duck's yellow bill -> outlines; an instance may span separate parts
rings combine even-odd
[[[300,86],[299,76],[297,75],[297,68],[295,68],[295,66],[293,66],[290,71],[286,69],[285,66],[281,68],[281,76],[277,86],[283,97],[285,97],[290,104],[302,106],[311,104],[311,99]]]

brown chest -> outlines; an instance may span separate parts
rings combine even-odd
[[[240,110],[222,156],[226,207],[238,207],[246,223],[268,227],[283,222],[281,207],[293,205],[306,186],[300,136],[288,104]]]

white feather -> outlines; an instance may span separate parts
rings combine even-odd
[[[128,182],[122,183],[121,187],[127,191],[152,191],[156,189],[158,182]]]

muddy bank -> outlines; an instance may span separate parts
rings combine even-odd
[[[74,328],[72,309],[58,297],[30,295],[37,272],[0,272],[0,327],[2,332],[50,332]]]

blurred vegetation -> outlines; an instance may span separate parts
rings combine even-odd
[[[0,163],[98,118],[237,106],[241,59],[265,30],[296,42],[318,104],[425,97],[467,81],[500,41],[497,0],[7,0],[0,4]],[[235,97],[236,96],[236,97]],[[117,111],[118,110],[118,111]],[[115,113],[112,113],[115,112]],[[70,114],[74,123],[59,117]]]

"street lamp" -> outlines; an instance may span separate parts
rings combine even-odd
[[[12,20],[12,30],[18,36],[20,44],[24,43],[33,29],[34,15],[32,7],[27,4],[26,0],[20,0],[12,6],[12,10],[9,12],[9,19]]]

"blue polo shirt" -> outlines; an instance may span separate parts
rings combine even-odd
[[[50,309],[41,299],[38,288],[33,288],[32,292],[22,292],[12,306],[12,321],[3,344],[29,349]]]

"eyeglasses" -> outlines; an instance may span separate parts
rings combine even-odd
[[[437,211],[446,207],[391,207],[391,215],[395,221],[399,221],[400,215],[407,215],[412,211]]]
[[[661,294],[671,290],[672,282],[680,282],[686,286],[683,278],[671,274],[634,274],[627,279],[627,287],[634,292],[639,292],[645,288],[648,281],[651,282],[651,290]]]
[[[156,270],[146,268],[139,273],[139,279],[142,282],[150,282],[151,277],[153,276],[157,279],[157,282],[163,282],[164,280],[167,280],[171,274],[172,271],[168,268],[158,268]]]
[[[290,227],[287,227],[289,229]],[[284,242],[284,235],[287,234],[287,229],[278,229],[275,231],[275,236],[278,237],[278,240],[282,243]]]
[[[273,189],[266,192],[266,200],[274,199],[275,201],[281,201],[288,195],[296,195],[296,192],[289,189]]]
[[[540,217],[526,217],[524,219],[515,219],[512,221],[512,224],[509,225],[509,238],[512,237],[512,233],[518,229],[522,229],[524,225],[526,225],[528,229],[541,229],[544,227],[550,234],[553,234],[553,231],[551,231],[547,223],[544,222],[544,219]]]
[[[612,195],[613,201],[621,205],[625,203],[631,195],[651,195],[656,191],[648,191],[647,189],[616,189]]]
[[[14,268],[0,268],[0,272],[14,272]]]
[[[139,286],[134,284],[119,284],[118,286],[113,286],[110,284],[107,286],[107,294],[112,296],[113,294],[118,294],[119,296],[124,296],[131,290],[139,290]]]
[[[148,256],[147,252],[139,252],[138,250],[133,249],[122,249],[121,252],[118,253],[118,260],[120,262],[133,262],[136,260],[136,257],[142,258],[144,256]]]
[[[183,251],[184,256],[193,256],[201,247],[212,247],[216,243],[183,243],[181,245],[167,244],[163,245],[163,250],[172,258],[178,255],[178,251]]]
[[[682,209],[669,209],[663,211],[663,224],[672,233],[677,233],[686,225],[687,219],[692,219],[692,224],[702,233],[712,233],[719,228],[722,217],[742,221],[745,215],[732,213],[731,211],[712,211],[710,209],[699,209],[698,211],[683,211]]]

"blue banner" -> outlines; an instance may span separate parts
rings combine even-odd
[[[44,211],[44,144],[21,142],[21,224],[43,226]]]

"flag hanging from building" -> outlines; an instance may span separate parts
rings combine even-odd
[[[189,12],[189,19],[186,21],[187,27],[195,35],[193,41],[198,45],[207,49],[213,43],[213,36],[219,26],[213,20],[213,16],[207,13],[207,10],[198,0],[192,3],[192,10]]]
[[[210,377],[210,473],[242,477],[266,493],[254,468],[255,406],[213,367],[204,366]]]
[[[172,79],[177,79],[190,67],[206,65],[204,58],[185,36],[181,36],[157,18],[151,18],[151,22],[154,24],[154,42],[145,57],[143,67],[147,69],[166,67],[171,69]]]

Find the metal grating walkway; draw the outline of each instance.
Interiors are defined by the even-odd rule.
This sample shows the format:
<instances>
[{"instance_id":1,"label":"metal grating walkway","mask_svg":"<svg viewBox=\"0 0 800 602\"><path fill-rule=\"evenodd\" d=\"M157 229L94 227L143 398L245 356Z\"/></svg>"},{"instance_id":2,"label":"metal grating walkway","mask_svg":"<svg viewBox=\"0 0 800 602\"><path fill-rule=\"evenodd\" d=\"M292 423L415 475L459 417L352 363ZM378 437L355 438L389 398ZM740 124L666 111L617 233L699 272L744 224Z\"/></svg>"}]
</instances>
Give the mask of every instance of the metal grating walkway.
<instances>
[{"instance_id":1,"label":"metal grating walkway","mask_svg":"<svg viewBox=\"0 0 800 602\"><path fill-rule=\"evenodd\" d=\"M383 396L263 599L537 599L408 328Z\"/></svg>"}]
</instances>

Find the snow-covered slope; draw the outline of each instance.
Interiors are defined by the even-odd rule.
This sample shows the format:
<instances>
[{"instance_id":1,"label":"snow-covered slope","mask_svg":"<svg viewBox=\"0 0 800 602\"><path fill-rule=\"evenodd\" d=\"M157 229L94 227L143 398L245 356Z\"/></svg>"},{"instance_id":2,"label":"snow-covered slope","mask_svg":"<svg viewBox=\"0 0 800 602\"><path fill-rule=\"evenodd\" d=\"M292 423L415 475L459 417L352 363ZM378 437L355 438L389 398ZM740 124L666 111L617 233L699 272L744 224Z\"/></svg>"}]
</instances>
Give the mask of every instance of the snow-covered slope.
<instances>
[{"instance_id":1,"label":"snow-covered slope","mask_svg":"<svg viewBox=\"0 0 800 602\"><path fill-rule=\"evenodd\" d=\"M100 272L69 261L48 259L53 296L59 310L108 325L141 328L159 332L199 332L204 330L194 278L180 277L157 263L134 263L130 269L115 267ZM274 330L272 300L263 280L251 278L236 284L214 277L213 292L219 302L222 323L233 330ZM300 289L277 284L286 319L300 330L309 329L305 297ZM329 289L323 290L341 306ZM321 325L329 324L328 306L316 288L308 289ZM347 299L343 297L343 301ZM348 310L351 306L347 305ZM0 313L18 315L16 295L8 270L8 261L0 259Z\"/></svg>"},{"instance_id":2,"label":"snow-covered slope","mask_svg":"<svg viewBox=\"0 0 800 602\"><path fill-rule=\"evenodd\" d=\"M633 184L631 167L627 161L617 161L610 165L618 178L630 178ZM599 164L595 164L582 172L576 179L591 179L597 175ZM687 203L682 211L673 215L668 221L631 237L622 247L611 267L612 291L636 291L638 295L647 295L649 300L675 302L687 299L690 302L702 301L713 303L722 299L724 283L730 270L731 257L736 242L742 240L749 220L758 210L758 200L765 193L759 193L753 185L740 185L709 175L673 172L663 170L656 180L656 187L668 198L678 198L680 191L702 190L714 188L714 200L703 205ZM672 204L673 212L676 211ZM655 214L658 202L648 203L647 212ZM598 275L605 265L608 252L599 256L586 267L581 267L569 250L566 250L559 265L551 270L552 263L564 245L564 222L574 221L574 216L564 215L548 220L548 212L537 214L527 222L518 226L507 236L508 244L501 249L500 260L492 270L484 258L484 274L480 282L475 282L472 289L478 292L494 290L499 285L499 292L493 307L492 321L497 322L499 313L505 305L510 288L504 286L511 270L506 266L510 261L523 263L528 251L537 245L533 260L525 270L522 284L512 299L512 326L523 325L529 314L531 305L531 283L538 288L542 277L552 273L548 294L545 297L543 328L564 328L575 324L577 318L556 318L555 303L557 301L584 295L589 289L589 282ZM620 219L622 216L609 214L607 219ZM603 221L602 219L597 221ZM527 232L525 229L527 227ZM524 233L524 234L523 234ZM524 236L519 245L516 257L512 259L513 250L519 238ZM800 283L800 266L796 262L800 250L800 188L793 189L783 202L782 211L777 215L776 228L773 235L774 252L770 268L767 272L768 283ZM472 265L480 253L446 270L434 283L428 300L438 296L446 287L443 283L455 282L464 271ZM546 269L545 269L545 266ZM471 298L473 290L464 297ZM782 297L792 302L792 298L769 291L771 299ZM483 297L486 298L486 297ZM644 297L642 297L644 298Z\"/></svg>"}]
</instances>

□ □ □ □

## Problem to solve
Search the listing above for lines with the word "separate", and state how many there are, nothing else.

## Task answer
10